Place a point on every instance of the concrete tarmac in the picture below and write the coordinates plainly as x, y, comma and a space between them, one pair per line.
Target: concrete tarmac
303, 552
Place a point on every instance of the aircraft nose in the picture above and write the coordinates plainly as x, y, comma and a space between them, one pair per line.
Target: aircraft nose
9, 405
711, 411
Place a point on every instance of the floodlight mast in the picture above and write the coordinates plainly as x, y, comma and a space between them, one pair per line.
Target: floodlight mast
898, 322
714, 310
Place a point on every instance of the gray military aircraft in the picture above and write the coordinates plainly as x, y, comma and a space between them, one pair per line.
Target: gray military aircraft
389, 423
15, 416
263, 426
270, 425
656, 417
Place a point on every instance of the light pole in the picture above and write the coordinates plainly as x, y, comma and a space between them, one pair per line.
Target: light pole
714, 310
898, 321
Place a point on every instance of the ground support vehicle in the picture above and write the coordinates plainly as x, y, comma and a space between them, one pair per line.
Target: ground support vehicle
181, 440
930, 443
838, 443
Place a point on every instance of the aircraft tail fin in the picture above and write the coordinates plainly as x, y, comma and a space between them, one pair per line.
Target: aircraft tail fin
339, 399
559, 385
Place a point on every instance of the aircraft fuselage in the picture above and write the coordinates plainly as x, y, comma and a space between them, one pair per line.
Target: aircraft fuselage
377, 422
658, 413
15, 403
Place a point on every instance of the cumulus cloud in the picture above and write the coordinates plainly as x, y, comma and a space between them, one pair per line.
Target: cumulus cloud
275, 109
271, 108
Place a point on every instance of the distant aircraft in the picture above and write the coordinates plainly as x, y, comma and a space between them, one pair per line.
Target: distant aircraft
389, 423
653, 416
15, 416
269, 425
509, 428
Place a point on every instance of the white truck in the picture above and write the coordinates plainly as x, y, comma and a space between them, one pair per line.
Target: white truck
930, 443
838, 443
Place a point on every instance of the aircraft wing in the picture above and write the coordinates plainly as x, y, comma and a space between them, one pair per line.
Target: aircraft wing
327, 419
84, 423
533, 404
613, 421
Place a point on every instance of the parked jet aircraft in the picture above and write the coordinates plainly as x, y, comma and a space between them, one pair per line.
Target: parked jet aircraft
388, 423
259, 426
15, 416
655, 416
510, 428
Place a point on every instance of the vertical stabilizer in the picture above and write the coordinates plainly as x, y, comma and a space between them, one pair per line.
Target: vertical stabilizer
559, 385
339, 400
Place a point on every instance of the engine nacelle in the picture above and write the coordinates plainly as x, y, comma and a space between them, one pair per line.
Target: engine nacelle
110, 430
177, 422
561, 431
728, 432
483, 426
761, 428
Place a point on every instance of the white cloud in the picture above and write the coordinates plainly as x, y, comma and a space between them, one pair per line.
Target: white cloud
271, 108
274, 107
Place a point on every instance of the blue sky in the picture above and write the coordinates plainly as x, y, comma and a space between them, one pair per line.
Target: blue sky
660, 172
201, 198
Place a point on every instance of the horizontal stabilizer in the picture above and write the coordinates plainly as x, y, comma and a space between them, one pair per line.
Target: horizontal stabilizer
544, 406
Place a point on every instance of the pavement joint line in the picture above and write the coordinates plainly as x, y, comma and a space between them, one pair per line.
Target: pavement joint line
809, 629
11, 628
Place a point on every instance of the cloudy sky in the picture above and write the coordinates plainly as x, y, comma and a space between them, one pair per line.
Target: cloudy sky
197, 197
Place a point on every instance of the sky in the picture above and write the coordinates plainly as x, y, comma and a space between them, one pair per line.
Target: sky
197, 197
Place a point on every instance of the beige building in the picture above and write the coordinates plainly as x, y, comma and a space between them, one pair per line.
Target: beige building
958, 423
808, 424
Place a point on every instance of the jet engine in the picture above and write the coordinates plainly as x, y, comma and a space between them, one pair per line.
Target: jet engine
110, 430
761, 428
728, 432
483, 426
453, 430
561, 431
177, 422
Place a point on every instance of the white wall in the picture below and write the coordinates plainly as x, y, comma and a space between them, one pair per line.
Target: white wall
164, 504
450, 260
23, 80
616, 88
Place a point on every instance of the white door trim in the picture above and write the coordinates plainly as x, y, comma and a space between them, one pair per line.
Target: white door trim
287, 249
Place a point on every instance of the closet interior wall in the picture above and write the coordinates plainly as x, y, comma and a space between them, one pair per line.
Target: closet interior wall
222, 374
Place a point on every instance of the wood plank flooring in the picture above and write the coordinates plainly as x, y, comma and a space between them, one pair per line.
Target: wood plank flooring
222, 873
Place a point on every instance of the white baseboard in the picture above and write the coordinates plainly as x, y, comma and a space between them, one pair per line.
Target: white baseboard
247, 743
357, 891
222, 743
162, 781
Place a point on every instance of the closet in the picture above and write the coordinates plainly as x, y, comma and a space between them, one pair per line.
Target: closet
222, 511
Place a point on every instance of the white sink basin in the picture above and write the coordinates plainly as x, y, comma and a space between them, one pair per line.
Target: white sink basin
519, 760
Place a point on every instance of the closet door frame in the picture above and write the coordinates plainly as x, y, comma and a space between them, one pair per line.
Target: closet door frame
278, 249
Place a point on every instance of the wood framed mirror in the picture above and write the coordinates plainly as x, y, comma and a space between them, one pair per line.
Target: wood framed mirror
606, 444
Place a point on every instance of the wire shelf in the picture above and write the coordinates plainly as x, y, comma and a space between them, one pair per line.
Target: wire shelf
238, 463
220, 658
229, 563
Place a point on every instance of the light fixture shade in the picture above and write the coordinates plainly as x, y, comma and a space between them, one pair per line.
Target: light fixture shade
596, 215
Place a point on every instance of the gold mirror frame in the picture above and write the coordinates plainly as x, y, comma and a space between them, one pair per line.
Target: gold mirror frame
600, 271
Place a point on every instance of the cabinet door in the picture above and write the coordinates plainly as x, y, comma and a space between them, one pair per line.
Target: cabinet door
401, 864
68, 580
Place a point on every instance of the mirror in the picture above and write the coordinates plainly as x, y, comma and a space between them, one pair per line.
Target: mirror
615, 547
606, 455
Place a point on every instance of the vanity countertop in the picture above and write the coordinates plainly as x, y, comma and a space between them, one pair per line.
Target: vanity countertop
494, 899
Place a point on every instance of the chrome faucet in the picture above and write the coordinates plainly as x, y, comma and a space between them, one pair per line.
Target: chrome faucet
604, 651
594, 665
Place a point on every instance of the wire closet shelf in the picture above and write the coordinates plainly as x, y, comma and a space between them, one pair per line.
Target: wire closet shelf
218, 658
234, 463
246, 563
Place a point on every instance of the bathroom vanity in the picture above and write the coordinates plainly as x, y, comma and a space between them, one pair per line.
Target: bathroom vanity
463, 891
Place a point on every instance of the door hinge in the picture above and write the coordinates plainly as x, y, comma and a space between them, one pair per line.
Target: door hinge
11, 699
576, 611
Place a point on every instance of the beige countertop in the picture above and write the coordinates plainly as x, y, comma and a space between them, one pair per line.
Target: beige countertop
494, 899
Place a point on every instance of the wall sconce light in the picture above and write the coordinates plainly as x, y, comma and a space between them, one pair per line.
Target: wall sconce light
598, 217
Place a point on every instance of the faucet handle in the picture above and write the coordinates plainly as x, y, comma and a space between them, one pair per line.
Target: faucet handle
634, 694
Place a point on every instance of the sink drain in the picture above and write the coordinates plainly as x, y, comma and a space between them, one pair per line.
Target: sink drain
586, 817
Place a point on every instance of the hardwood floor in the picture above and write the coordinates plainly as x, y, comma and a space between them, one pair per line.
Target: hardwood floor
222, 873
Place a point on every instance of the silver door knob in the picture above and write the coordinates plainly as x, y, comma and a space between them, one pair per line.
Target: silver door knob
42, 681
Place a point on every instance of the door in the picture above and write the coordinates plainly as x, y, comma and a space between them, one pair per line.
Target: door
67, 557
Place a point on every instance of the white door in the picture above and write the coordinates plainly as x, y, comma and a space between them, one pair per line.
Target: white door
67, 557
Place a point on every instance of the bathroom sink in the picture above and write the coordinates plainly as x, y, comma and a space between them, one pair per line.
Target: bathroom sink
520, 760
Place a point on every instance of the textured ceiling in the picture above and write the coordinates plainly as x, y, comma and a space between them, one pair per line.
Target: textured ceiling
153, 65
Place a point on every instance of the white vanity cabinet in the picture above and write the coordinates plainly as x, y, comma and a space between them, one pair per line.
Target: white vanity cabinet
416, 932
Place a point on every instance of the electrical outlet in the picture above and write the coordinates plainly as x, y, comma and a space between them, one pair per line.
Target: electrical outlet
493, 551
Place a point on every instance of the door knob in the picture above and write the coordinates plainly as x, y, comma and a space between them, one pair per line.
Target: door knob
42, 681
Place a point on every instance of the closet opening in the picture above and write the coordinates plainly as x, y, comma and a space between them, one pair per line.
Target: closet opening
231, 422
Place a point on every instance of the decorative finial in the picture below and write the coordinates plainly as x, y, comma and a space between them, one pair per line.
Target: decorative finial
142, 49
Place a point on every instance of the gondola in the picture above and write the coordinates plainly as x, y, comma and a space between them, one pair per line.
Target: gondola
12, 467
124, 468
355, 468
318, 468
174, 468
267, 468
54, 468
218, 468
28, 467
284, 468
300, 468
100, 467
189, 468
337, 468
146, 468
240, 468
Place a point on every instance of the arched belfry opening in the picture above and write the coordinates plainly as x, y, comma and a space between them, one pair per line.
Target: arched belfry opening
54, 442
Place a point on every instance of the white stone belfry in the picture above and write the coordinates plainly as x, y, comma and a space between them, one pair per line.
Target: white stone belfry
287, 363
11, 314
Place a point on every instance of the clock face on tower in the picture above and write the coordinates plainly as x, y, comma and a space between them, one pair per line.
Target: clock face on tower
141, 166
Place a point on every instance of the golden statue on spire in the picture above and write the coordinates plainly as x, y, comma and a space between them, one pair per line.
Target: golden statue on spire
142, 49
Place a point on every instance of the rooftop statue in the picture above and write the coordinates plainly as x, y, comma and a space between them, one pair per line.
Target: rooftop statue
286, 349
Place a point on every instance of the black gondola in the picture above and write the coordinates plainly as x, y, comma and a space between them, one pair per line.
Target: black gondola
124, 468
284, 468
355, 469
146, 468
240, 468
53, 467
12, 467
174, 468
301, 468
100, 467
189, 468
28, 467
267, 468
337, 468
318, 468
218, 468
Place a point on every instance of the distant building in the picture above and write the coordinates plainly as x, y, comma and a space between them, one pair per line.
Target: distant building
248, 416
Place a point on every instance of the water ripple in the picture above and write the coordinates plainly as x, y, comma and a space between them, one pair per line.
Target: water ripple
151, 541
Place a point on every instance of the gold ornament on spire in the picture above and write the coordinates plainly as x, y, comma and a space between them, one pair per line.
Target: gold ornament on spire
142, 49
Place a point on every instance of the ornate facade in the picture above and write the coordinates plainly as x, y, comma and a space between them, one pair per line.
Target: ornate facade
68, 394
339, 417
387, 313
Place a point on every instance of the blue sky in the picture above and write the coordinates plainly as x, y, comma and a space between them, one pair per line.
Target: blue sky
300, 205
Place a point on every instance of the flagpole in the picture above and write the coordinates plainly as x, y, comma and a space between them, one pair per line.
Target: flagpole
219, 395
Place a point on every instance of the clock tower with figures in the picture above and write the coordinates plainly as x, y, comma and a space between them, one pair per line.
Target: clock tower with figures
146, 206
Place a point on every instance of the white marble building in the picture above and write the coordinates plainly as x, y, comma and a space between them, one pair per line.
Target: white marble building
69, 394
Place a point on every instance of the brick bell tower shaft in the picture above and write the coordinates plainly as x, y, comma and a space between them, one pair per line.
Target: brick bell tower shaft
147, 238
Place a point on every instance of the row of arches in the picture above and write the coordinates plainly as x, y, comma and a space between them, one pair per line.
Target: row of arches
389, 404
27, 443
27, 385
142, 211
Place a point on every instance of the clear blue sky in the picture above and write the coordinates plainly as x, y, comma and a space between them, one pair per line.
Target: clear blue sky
--------------------
**Exercise goal**.
Copy out the lines starting at the one containing "Place a point on every instance of the flagpole" and ending with the last line of the entries. Include nothing else.

**Solution to the problem**.
Place a point on every instance of the flagpole in the picture above and write the coordinates plainly as x, y, comma and a space between them, one pair per line.
Target: flagpole
219, 395
Place a point on every instance of the clock tower with figures in the picture above and write the coordinates plainly as x, y, comma and a space between them, one pair per line.
Target: clock tower with figures
146, 206
Place a point on every instance of the white marble building in the picture above and write the coordinates plainly as x, y, comma and a space between them, one pair per line.
Target: white marble building
69, 394
Place a point on every instance of the brick bell tower shaft in the picture above and write the coordinates plainly as x, y, comma and a space between them, one pair per line.
Target: brick bell tower shaft
147, 238
Place a point on every instance of the row of arches in the picture above and write the coordinates plainly as x, y, comma and a space between them, one pair per line.
Target: row of arches
389, 404
27, 443
27, 385
142, 211
Place a point on every instance of the clear blue sky in the picture above and write the coordinates plainly as x, y, comma and a space between them, one pair per line.
Target: clear blue sky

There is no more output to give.